Task list:
- A) In the article on Allan Patrick Mbisyo, at which hospital did Allan undergo his first surgery?
- B) Retype a passage from the article on Allan Patrick Mbisyo. Begin at the words "Blind now, Patrick" and stop after "to see again.".

Selected extract:

--*--

By Yvon Brenda Bageire
I met Allan Patrick Mbisyo at Salama School for the blind, located 10 kilometres off Mukono-Katosi Road in Kisoga village. The jolly 11 year old was born in good health, third among four brothers to Nakasi Juliet and Mbisyo Patrick.
Blind now, Patrick was born with perfect eyesight and went to school at triple star primary school in Luweero district.
“One day I was at school and one eye stopped seeing, when I was being taken to the hospital, the other eye also stopped seeing,” he says.
Nakasi Juliet, Patrick’s mother still wonders what happened to her son till this day.
“I gave birth to that boy and he was perfectly healthy with no problem. One day he just stopped seeing I don’t even know what really happened.” She said during our telephone conversation, her voice filled with sadness and worry that her son may never be able to see again.
Many attempts to restore his sight have been futile. Patrick Mbisyo, Allan’s father took him to Tororo Hospital but was later referred to Mengo Hospital because they could not detect what had caused his blindness. While at Mengo Hospital, Allan’s father was advised to take his son to Kenya because the only doctor that could have operated on him was away. He was then referred to Kikuyu hospital where Allan underwent his first surgery. Fortunately, this surgery was successful and Allan started seeing again for a while. According to the doctor, Allan’s retina was damaged.
The retina is the part of the eye that sends images through the optic nerve to the brain. When the retina pulls away from the back of the eye, the cells begin to die if there is no blood supply causing visual impairment which may become permanent. According to Allan’s father, the doctors in Nairobi put oil in his eyes which kept the retina from detaching thereby allowing him to see for a while before he got blind again. Allan then had to go back to Kenya for another operation and checkups.

--*--

Recorded data:

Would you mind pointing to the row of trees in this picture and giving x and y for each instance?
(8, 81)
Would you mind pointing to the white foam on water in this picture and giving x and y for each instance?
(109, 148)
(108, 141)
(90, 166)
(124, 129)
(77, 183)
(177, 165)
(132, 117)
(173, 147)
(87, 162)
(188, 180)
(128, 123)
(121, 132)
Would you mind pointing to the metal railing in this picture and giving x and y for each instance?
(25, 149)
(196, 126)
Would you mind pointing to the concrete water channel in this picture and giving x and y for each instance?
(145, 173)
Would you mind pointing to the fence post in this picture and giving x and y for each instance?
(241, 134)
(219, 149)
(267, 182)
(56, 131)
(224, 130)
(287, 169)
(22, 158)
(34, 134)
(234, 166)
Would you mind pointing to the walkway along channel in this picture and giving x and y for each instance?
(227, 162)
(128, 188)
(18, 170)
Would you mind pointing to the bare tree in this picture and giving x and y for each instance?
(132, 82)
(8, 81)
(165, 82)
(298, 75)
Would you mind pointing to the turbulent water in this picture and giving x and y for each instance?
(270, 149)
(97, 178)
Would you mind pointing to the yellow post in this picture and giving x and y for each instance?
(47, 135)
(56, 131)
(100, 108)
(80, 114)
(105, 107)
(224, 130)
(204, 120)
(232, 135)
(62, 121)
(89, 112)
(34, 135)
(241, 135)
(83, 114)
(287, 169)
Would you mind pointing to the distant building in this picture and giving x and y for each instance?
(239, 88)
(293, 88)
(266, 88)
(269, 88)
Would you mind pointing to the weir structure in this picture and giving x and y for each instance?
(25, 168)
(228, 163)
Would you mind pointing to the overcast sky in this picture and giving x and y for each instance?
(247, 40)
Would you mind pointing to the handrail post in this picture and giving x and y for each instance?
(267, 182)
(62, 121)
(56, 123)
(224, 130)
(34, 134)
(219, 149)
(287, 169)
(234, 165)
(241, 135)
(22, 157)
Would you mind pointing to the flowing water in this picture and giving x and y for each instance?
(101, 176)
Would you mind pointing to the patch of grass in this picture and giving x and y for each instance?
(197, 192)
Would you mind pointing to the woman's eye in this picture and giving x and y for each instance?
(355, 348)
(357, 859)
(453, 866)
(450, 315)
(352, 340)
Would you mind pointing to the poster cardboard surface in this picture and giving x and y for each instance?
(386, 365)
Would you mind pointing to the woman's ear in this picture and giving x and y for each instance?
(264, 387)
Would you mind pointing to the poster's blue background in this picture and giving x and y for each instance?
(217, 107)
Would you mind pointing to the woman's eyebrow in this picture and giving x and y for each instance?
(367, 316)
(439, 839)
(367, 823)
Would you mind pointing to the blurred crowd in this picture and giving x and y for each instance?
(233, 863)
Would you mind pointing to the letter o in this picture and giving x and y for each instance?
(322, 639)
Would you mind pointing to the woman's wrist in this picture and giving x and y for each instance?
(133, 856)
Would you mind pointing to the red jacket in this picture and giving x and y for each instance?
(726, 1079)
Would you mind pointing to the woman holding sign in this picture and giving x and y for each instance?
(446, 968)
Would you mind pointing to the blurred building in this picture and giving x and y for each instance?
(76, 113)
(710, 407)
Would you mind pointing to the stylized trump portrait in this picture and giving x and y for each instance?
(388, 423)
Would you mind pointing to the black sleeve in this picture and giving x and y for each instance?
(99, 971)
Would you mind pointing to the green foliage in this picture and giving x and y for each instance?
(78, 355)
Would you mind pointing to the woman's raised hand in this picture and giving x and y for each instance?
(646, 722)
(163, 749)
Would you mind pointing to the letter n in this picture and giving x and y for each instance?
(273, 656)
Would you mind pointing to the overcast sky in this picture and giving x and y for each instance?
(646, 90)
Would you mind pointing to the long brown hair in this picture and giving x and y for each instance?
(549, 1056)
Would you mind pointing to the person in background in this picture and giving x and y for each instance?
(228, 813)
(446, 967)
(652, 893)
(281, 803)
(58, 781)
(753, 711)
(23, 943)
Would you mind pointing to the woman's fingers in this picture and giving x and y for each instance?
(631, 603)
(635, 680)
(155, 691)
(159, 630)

--*--

Responses for each task:
- A) Kikuyu hospital

- B)
Blind now, Patrick was born with perfect eyesight and went to school at triple star primary school in Luweero district.
“One day I was at school and one eye stopped seeing, when I was being taken to the hospital, the other eye also stopped seeing,” he says.
Nakasi Juliet, Patrick’s mother still wonders what happened to her son till this day.
“I gave birth to that boy and he was perfectly healthy with no problem. One day he just stopped seeing I don’t even know what really happened.” She said during our telephone conversation, her voice filled with sadness and worry that her son may never be able to see again.